= Beginning of Section =
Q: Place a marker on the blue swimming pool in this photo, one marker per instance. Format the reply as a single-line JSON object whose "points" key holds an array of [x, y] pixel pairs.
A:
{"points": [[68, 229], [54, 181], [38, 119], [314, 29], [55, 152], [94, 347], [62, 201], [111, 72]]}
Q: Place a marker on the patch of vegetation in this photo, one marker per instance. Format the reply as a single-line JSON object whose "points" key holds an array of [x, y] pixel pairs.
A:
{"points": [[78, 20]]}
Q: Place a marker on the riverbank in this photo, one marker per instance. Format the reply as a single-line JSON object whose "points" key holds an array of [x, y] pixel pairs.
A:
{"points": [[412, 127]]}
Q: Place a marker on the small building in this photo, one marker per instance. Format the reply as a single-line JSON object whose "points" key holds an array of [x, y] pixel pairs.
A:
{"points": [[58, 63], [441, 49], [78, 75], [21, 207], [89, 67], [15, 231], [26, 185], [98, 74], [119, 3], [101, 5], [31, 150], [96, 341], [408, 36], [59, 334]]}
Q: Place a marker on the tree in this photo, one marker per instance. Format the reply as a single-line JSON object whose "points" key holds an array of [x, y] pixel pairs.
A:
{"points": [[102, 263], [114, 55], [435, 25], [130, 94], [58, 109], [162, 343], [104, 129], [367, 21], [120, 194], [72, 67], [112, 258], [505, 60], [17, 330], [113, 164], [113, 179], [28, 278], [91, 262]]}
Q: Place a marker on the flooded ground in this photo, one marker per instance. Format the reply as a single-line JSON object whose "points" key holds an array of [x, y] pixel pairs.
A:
= End of Section =
Give every record again, exactly as it reads.

**OUTPUT OF THE TASK**
Q: Place a marker on the blue swimming pool in this photo, one marker per instance. Format the reply as a single-line JSON object whose "points" key holds an array of [x, y] pixel pairs.
A:
{"points": [[68, 229], [54, 181], [38, 119], [314, 29], [55, 152], [94, 347], [62, 201], [111, 72]]}
Q: Place a marker on the patch of vegetation in this photo, one marker per instance. Format the reply as a single-line JSON object whose "points" key holds an array of [x, y] pixel pairs.
A:
{"points": [[78, 20]]}
Q: Place a marker on the riverbank in this photo, one marker per instance. Format the reply as a single-line JSON object whose "points" key holds an array of [x, y] pixel pairs.
A:
{"points": [[412, 127]]}
Q: Place a marker on the small building in this photo, one marker per instance. Format the reply as a single-line JSON object whose "points" key holds an array of [x, y] pixel pairs.
A:
{"points": [[58, 63], [441, 49], [78, 75], [21, 207], [89, 67], [15, 231], [26, 185], [98, 74], [119, 3], [101, 5], [31, 150], [96, 341], [408, 36], [59, 334]]}
Q: Place a marker on the tree in this photo, one marker per instance. Format the reply as a single-line JSON object whose "points" key holds an array of [x, y] pixel pairs.
A:
{"points": [[102, 263], [114, 55], [435, 25], [130, 94], [58, 109], [162, 343], [104, 129], [367, 21], [120, 194], [72, 67], [112, 258], [505, 60], [17, 330], [113, 164], [113, 179], [28, 278], [91, 262]]}
Q: Place a marker on the flooded ground in this photo, one marker per instance. Format the reply as a single-line JSON object whose "points" key holds an array of [x, y] pixel pairs.
A:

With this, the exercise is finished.